:: Short task ::
Repeat the following lines word for word.

:: Location identification entries ::

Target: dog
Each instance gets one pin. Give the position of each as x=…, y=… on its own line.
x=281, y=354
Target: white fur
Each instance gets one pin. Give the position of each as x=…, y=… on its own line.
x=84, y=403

:: Solution ::
Target: dog
Each instance gets one pin. Give the position of each as x=…, y=… on its own line.
x=281, y=354
Target: white fur
Each instance gets one pin. Give the position of each as x=…, y=… on its own line.
x=84, y=403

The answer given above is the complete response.